Encode::Registry - Registry file handling for character encodings

=head1 SYNOPSIS

    use Encode::Registry;

    $enc = Encode::Registry->find_encoding($enc_name);
    $uni_str = $enc->decode($byte_str);
    $byte_str = $enc->encode($uni_str);

=head1 DESCRIPTION

The C<Encode> module provides a Perl interface to the cross-architecture
registry of character encoding information. This registry takes the form of an
XML file containing information about encoding files, their types and handlers
for different file types on different platforms (or programming environments).

=head2 Encoding Types

=head2 Locating the Registry file

Having a central registry for encodings is very useful, assuming you can find it.
But tracking down such a registry given that it may be shared by many programming
environments, is not easy.

On the Windows platform, this module will look for the registry file in the system
registry under the following key

    HKEY_LOCAL_MACHINE\SOFTWARE\Mapping\Registry\File

which is held as a string.

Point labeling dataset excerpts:
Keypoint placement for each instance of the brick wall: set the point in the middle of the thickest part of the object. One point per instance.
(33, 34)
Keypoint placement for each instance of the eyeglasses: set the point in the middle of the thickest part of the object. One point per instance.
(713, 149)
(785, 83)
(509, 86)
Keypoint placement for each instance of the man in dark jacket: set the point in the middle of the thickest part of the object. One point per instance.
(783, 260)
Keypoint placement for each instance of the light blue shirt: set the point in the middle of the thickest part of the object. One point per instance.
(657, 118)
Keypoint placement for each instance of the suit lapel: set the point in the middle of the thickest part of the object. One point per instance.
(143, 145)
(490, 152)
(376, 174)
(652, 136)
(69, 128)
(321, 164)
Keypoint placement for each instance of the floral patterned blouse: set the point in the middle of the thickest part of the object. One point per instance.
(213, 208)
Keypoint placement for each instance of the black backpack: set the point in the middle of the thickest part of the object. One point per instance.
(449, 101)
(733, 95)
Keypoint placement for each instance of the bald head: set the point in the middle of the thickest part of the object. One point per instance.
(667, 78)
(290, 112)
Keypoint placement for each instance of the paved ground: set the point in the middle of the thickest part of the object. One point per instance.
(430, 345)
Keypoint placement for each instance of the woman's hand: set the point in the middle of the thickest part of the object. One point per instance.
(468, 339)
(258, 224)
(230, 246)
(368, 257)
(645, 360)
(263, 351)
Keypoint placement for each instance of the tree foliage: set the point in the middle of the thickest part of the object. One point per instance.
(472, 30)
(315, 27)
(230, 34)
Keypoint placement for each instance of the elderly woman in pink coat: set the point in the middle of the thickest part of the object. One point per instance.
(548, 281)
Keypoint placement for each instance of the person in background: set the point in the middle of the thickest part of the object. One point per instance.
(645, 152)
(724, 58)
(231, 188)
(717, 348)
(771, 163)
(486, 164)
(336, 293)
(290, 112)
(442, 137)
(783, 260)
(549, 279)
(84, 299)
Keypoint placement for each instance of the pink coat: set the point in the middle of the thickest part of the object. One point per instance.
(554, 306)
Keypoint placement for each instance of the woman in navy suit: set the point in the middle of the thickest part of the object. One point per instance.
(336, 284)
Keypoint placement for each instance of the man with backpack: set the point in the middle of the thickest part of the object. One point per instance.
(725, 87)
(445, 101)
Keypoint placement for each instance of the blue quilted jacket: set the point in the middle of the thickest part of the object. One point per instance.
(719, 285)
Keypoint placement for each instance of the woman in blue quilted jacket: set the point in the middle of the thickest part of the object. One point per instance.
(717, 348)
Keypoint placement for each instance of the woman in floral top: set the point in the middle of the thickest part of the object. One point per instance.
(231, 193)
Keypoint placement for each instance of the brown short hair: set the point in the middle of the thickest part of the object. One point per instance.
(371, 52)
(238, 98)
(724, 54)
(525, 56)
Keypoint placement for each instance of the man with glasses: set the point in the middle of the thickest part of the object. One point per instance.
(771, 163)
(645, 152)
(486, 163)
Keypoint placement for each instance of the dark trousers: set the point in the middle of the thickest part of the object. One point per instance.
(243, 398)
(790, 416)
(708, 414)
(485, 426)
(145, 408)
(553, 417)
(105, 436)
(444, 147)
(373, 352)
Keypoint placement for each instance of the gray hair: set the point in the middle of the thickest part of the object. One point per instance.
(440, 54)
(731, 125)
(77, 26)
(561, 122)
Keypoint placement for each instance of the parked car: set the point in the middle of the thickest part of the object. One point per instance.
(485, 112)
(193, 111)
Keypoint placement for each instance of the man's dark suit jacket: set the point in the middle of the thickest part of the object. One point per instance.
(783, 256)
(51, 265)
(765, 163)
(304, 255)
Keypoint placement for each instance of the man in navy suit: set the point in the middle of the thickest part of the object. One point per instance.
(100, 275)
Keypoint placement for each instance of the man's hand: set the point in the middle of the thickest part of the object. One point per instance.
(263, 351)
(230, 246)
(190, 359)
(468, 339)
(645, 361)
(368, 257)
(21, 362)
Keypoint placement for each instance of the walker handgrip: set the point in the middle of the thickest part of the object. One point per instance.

=== Task set ===
- A) Reproduce word for word the part of the Encode::Registry documentation that begins at "Having a central" and stops after "is not easy.".
- B) Please list every line of the listing that contains the word "jacket".

=== Answers for this exercise ===
- A)
Having a central registry for encodings is very useful, assuming you can find it.
But tracking down such a registry given that it may be shared by many programming
environments, is not easy.

- B)
Keypoint placement for each instance of the man in dark jacket: set the point in the middle of the thickest part of the object. One point per instance.
Keypoint placement for each instance of the blue quilted jacket: set the point in the middle of the thickest part of the object. One point per instance.
Keypoint placement for each instance of the woman in blue quilted jacket: set the point in the middle of the thickest part of the object. One point per instance.
Keypoint placement for each instance of the man's dark suit jacket: set the point in the middle of the thickest part of the object. One point per instance.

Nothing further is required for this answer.